Starting at the line that contains "Pick out every instance of the yellow stripe" and continuing through the last line, switch "sandbag" to "sack" and reproduce those lines with everything else unchanged.
----
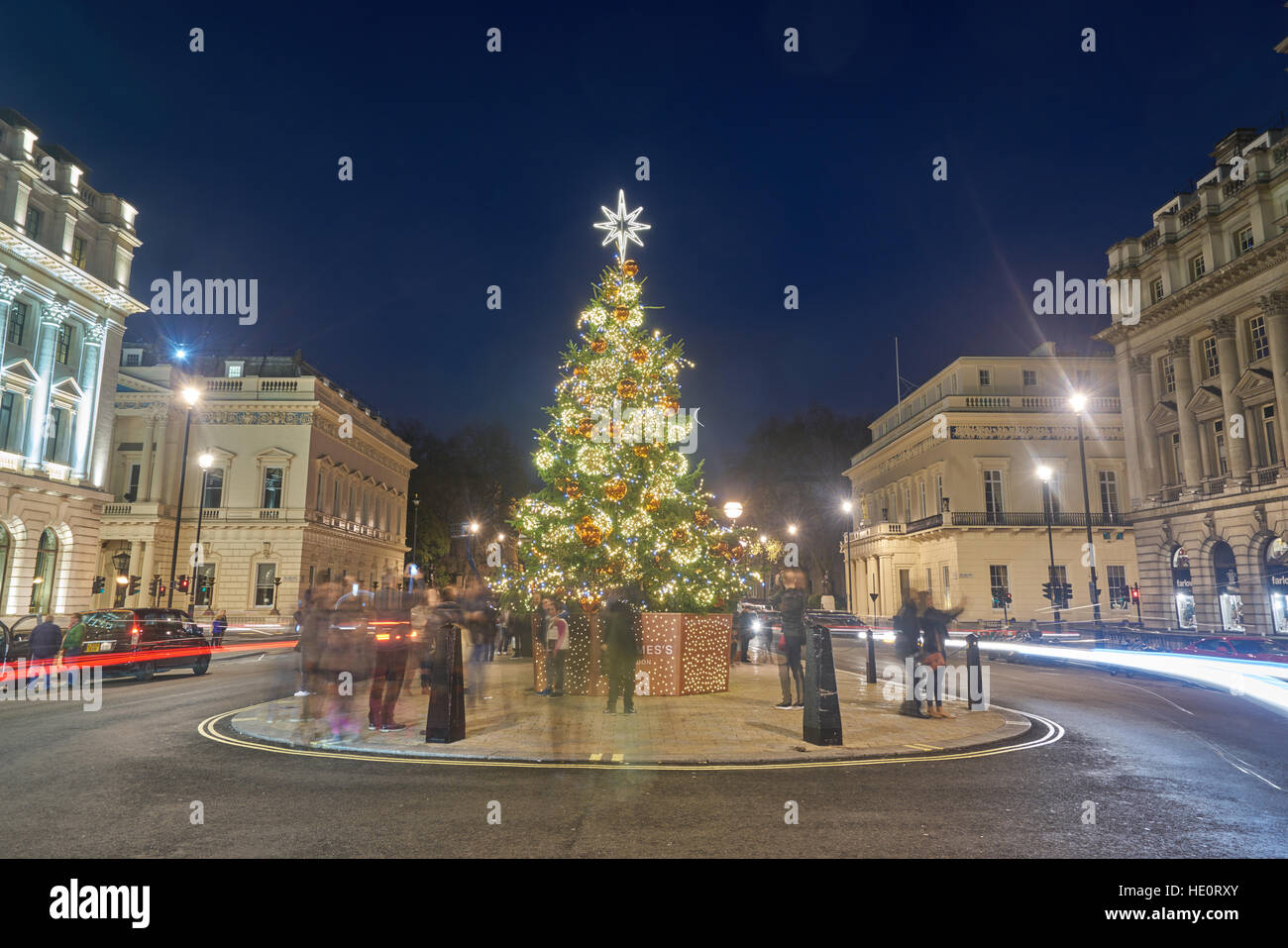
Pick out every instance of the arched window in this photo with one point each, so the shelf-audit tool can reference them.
(43, 581)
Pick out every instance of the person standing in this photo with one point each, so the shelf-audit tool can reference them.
(71, 647)
(618, 639)
(557, 642)
(934, 648)
(218, 627)
(46, 640)
(791, 605)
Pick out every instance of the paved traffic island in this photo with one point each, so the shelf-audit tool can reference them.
(506, 720)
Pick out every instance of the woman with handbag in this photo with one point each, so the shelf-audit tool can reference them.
(934, 648)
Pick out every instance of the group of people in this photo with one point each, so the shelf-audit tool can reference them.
(921, 640)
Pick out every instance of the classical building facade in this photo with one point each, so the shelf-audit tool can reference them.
(947, 496)
(304, 483)
(1205, 384)
(65, 253)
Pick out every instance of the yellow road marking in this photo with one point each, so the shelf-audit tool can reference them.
(1055, 733)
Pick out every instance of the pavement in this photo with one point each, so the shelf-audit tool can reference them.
(506, 720)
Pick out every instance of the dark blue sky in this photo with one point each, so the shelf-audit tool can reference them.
(768, 168)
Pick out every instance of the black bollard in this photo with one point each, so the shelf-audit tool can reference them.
(446, 720)
(822, 703)
(973, 664)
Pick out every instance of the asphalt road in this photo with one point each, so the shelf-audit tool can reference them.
(1172, 771)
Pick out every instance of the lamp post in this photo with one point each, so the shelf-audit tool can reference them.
(1044, 476)
(1078, 402)
(189, 395)
(121, 563)
(204, 460)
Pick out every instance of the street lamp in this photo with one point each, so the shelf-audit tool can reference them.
(1078, 402)
(204, 460)
(1047, 511)
(189, 395)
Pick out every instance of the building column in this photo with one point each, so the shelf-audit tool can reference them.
(1150, 476)
(1192, 467)
(38, 415)
(91, 352)
(1275, 307)
(1228, 357)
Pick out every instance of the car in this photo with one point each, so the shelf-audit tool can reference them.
(143, 642)
(1245, 647)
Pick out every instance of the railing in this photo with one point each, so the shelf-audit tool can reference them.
(969, 518)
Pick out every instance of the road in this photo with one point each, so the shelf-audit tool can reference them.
(1172, 771)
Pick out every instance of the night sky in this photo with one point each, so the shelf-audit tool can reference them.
(768, 167)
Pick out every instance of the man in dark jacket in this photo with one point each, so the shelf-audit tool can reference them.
(617, 631)
(46, 640)
(790, 604)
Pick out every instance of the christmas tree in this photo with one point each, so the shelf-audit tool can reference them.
(621, 504)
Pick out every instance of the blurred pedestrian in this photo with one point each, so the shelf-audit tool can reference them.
(934, 648)
(46, 642)
(618, 640)
(71, 647)
(790, 604)
(907, 640)
(557, 643)
(218, 627)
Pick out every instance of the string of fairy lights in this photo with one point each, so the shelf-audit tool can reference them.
(621, 502)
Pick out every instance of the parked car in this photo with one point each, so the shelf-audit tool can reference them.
(1245, 647)
(143, 642)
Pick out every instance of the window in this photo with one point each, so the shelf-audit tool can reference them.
(1267, 421)
(33, 226)
(5, 419)
(1120, 596)
(1109, 492)
(1243, 241)
(214, 492)
(993, 493)
(271, 488)
(1260, 340)
(1211, 364)
(53, 433)
(17, 322)
(999, 584)
(265, 576)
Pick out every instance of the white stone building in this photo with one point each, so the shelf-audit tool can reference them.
(304, 483)
(947, 496)
(64, 270)
(1205, 384)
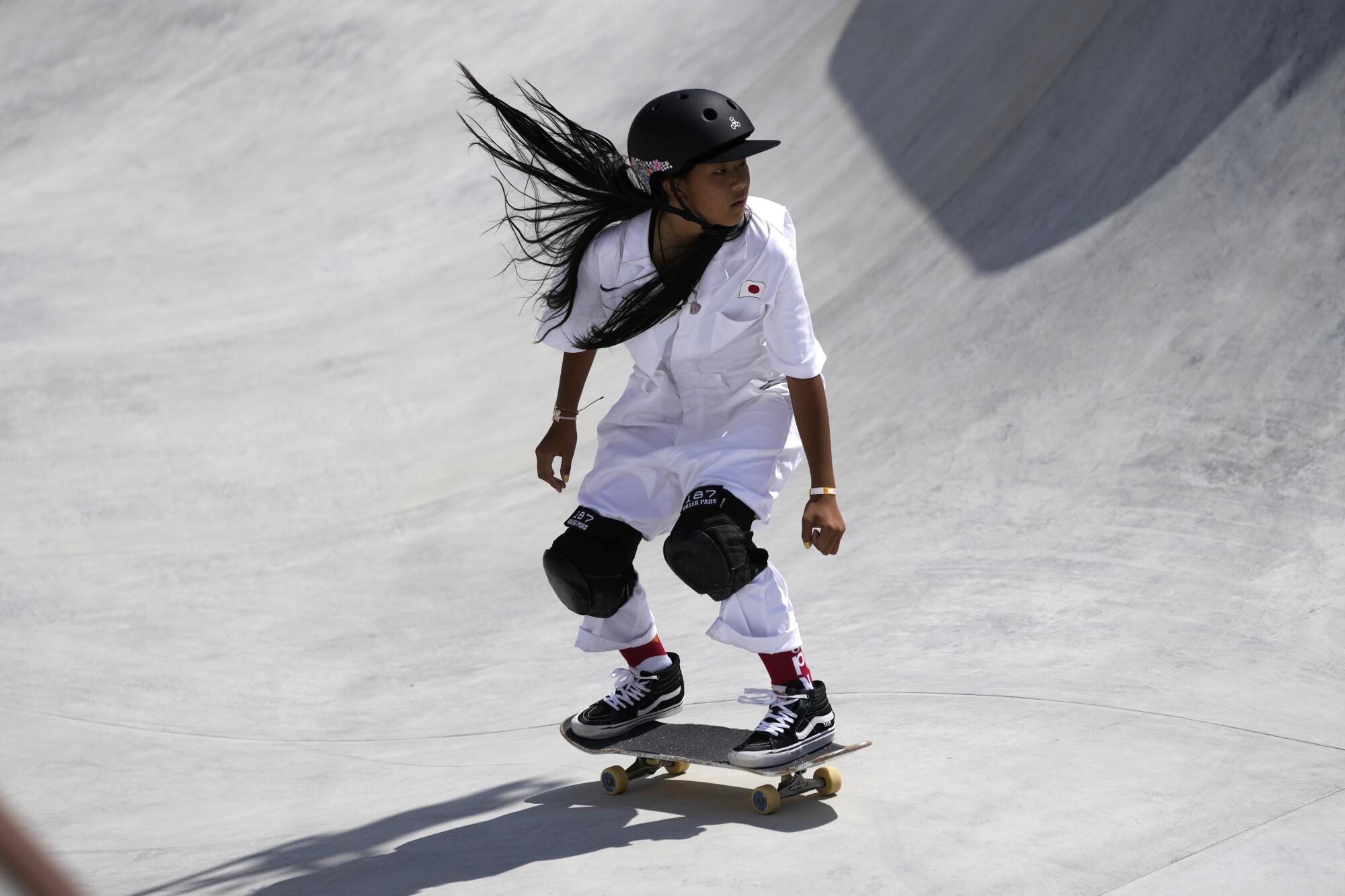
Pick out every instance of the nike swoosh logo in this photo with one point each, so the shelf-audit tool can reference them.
(820, 720)
(656, 704)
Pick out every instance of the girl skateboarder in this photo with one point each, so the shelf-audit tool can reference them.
(665, 251)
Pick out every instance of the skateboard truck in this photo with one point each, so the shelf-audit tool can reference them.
(677, 747)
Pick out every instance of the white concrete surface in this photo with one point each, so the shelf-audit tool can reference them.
(272, 612)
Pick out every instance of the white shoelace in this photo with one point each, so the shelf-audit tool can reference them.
(630, 686)
(779, 716)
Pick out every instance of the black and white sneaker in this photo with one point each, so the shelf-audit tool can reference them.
(797, 723)
(637, 697)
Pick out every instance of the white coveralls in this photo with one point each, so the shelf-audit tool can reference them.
(707, 403)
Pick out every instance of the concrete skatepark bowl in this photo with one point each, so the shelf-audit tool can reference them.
(272, 611)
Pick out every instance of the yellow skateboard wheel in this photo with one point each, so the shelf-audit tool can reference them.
(766, 799)
(615, 780)
(831, 779)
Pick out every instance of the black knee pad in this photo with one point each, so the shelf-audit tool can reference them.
(590, 564)
(711, 545)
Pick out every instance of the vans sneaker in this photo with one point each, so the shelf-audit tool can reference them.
(637, 697)
(797, 723)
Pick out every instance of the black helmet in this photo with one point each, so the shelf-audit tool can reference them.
(687, 128)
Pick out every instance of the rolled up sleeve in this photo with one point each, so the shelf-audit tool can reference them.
(588, 309)
(789, 325)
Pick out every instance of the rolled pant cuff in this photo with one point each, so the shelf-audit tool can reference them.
(726, 634)
(592, 643)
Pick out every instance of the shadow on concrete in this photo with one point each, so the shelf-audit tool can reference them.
(1145, 87)
(311, 853)
(564, 822)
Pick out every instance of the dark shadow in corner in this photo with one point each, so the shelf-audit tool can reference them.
(311, 853)
(1145, 89)
(562, 822)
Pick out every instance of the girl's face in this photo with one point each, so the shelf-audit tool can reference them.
(716, 190)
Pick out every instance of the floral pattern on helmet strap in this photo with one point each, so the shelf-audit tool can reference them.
(646, 167)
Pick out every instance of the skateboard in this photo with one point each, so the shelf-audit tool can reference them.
(679, 745)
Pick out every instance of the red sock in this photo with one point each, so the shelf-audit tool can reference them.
(787, 666)
(637, 655)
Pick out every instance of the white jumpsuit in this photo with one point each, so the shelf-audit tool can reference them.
(707, 403)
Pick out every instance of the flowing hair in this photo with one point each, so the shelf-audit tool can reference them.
(595, 188)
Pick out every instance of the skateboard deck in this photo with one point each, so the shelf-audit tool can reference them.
(677, 745)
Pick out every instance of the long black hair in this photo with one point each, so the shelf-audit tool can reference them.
(595, 189)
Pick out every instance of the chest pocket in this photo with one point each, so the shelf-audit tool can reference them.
(735, 318)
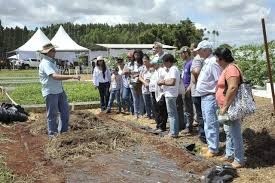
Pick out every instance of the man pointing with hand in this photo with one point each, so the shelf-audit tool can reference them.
(53, 92)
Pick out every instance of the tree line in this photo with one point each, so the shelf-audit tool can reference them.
(87, 35)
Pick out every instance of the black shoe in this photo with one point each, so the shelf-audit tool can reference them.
(203, 140)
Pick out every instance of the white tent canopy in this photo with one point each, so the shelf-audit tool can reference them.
(133, 46)
(66, 48)
(64, 42)
(118, 49)
(30, 48)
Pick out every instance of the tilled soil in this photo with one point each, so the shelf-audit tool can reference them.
(115, 148)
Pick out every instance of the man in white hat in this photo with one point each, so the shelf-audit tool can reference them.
(52, 91)
(206, 88)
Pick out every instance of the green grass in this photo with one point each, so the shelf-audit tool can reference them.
(76, 92)
(5, 173)
(19, 73)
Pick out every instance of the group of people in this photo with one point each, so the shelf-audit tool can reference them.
(155, 88)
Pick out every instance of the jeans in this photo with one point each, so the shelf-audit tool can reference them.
(154, 104)
(161, 114)
(138, 103)
(234, 141)
(104, 93)
(171, 104)
(57, 103)
(115, 94)
(180, 112)
(127, 99)
(188, 111)
(197, 103)
(148, 104)
(211, 124)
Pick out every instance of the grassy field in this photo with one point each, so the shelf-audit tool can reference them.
(19, 73)
(76, 92)
(25, 92)
(5, 173)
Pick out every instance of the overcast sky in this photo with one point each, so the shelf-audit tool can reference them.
(238, 21)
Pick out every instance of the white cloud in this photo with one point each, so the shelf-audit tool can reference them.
(238, 21)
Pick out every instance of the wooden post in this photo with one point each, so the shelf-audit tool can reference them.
(268, 63)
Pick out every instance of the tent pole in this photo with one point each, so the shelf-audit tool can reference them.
(268, 63)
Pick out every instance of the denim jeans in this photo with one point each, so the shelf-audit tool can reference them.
(115, 94)
(188, 111)
(161, 114)
(171, 104)
(154, 104)
(197, 103)
(180, 112)
(57, 103)
(127, 99)
(148, 104)
(234, 141)
(104, 93)
(138, 103)
(211, 124)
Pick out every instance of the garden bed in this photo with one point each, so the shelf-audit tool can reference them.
(30, 93)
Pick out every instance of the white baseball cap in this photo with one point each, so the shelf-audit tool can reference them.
(99, 58)
(204, 44)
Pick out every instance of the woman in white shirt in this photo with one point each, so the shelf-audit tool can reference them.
(101, 80)
(145, 77)
(170, 85)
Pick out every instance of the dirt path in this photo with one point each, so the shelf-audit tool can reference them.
(115, 148)
(24, 155)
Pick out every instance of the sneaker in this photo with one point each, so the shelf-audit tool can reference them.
(203, 139)
(195, 123)
(158, 130)
(227, 159)
(237, 165)
(209, 154)
(169, 135)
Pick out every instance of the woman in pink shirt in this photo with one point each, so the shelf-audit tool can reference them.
(227, 88)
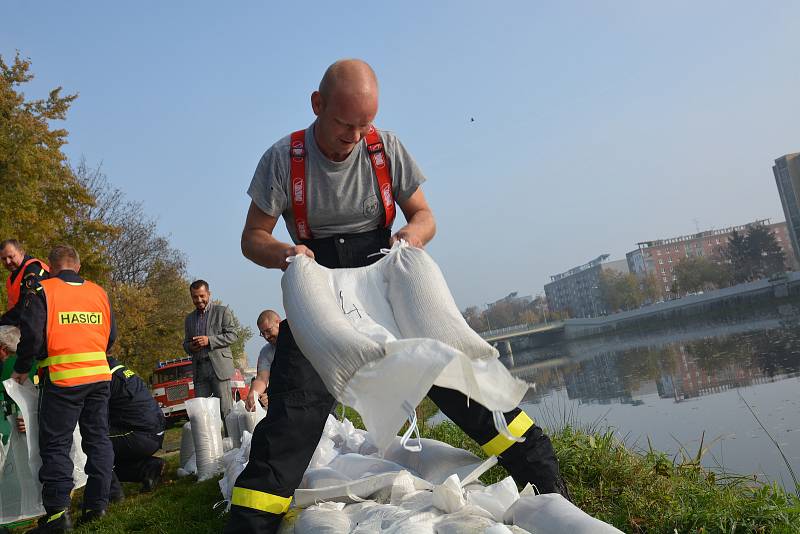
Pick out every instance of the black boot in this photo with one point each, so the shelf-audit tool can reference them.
(153, 472)
(115, 493)
(54, 523)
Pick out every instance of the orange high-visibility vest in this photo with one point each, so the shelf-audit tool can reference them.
(13, 288)
(78, 326)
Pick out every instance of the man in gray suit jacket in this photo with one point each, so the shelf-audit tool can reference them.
(208, 336)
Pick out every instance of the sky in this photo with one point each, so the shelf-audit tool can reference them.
(597, 124)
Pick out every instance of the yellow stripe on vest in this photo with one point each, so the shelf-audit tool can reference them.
(500, 443)
(73, 358)
(79, 373)
(258, 500)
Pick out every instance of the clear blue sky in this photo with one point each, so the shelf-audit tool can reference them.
(597, 124)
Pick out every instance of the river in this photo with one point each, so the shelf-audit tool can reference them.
(678, 389)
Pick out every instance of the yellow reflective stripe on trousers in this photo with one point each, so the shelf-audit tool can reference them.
(80, 372)
(73, 358)
(500, 443)
(258, 500)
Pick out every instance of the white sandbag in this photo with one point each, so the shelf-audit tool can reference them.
(20, 492)
(324, 518)
(435, 462)
(240, 420)
(23, 460)
(207, 435)
(551, 513)
(234, 462)
(380, 336)
(495, 499)
(187, 444)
----
= Full output =
Pick out every instance of the yellow stripe on vest in this photo with one point each, so the shelf-audit tool can reference them.
(500, 443)
(73, 358)
(79, 373)
(258, 500)
Pick out every instance of the clear blue sky in this photo with one point each, so the shelf-audit tool can reference them.
(597, 124)
Pick out every instance of the river in this photo with one point each, so the shelf-audit tool can reference them.
(678, 389)
Pick out every instance of the yellow reflective stripe on trousers in this photo with one point each, so the shelf-audit tool can reference them.
(80, 372)
(73, 358)
(500, 443)
(258, 500)
Pick out every instance of the white sack in this photo with one point each, so the shelf-audit tool can reference them.
(20, 492)
(324, 518)
(435, 462)
(240, 420)
(23, 460)
(207, 435)
(551, 513)
(234, 462)
(380, 336)
(495, 499)
(187, 444)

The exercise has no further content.